>> BEGIN Working data

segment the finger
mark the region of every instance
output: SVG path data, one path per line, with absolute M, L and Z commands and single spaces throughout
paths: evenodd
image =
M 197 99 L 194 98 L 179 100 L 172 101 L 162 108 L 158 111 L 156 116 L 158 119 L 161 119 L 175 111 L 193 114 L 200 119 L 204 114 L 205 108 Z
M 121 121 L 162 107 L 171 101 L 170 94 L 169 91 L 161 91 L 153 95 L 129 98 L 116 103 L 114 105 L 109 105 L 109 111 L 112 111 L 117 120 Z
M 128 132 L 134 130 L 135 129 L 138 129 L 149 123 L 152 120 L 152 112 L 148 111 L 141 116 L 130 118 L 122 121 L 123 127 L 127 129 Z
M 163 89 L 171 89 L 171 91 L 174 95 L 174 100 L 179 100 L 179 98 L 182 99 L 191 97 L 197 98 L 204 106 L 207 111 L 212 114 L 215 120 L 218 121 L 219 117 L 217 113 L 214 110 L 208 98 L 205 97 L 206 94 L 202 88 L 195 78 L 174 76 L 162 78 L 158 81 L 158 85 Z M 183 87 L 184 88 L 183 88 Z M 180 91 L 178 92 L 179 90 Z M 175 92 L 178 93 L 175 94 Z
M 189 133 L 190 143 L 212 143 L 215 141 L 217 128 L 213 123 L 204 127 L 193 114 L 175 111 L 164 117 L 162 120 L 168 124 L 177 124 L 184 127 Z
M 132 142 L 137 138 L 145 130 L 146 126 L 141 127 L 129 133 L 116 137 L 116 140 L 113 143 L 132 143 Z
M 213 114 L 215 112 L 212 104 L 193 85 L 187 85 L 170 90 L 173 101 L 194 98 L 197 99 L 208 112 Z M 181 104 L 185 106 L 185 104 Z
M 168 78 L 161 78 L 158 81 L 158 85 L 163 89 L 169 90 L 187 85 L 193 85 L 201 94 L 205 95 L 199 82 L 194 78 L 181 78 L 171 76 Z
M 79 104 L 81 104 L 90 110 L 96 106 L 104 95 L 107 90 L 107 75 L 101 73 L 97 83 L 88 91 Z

>> END Working data

What this task involves =
Edit the listing from its start up to and including the line with "M 197 99 L 194": replace "finger" with "thumb" and leave all else unchanged.

Complete output =
segment the thumb
mark the region of every instance
output: SVG path data, one path per line, with absolute M, L and Z commands and single spaces throughout
paths: evenodd
image =
M 197 99 L 194 98 L 179 100 L 172 101 L 162 108 L 158 111 L 156 116 L 158 119 L 161 119 L 175 111 L 193 114 L 200 119 L 204 114 L 205 108 Z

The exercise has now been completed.